A Brief History of “Scoring” from a German Perspective

Economist and social scientist Gert G. Wagner, Fellow at the Max Planck Institute for Human Development, will speak at the “Super-Scoring?” conference on 11 October about “Scoring is not a new phenomena: we can learn from experience how to deal with scoring”. With Sarah Sommer, he wrote “A Brief History of Scoring” from a German Perspective. The essay can be downloaded here as a PDF file.

A Brief History of “Scoring” from a German Perspective

by Sarah Sommer and Gert G. Wagner

The main part of this paper is based on the section “Die Geschichte des Scorings” in the report “Verbrauchergerechtes Scoring” (Consumer-friendly scoring) by the German Advisory Council for Consumer Affairs (SVRV 2018). The section was drafted by Sarah Sommer and Gert G. Wagner

Scores are numerical ratings used to predict or steer people’s behavior. These numerical ratings are usually calculated via algorithmic processes based on a broad range of data (see, e. g., AlgorithmWatch 2019).

From a historical perspective, the desire to accurately assess the characteristics, behavior and preferences of people in order to predict future developments is nothing new. Even in the analogue world, particular characteristics and behavioral patterns of individuals were (and still are) associated with certain consequences, with people being assigned numerical values in specific contexts. As a result of the digital revolution, along with the complex algorithms and large databases associated with it, the topic of “scoring” has simply acquired added relevance. Many people believe that another dimension is added by the development of artificial intelligence (AI) and self-learning algorithms. However, the tradition of rating performances and abilities using numerical values or standardized terms of evaluation is well established.

Grades in school

Today, China uses “social credit” scores to rate all of its citizens (Kostka 2018) and to punish individuals for unwanted behavior, for example, –by blocking them from traveling (Kuo 2019). This is not a completely new phenomena: In Germany, for example, schools grades have been awarded since the 16th century (Lintorf 2012) and not just for learning performance: social behavior was also graded. Nowadays, the assessment of an individual’s performance and academic achievements is still associated with various consequences, such as skipping a year in school, gaining access to secondary education, or obtaining a school-leaving qualification (e.g. the so-called Abitur in Germany). In Germany, the Abitur grade is one of the main admission criteria for getting into university.

(EXERCISE BRIEF):
Reproduce the passage of the scoring history text from "The main part" to "g., AlgorithmWatch 2019).".

Coordinate annotation records:

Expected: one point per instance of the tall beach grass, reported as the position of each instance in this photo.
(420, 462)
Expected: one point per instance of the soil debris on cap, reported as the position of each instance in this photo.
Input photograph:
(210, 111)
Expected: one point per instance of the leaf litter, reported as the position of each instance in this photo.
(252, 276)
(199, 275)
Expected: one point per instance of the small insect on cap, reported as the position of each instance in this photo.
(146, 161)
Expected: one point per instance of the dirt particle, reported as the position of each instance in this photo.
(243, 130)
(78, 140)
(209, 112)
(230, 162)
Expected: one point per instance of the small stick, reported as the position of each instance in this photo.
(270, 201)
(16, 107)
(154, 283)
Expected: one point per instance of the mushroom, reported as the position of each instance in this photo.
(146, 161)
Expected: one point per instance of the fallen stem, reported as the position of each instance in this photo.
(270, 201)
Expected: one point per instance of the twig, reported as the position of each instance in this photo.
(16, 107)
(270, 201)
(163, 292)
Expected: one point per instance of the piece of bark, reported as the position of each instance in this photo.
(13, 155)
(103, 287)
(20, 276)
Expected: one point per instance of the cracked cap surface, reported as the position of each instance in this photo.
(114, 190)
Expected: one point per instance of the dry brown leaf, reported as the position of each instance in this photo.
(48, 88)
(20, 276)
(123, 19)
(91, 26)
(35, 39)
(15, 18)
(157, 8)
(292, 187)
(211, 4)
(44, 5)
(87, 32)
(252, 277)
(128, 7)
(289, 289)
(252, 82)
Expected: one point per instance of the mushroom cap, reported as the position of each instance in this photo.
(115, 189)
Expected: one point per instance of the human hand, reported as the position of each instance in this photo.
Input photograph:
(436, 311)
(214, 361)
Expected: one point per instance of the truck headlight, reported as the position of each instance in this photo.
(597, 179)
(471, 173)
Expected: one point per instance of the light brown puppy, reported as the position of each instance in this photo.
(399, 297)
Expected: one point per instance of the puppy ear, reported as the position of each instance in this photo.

(RESULT FOR THIS TASK):
The main part of this paper is based on the section “Die Geschichte des Scorings” in the report “Verbrauchergerechtes Scoring” (Consumer-friendly scoring) by the German Advisory Council for Consumer Affairs (SVRV 2018). The section was drafted by Sarah Sommer and Gert G. Wagner

Scores are numerical ratings used to predict or steer people’s behavior. These numerical ratings are usually calculated via algorithmic processes based on a broad range of data (see, e. g., AlgorithmWatch 2019).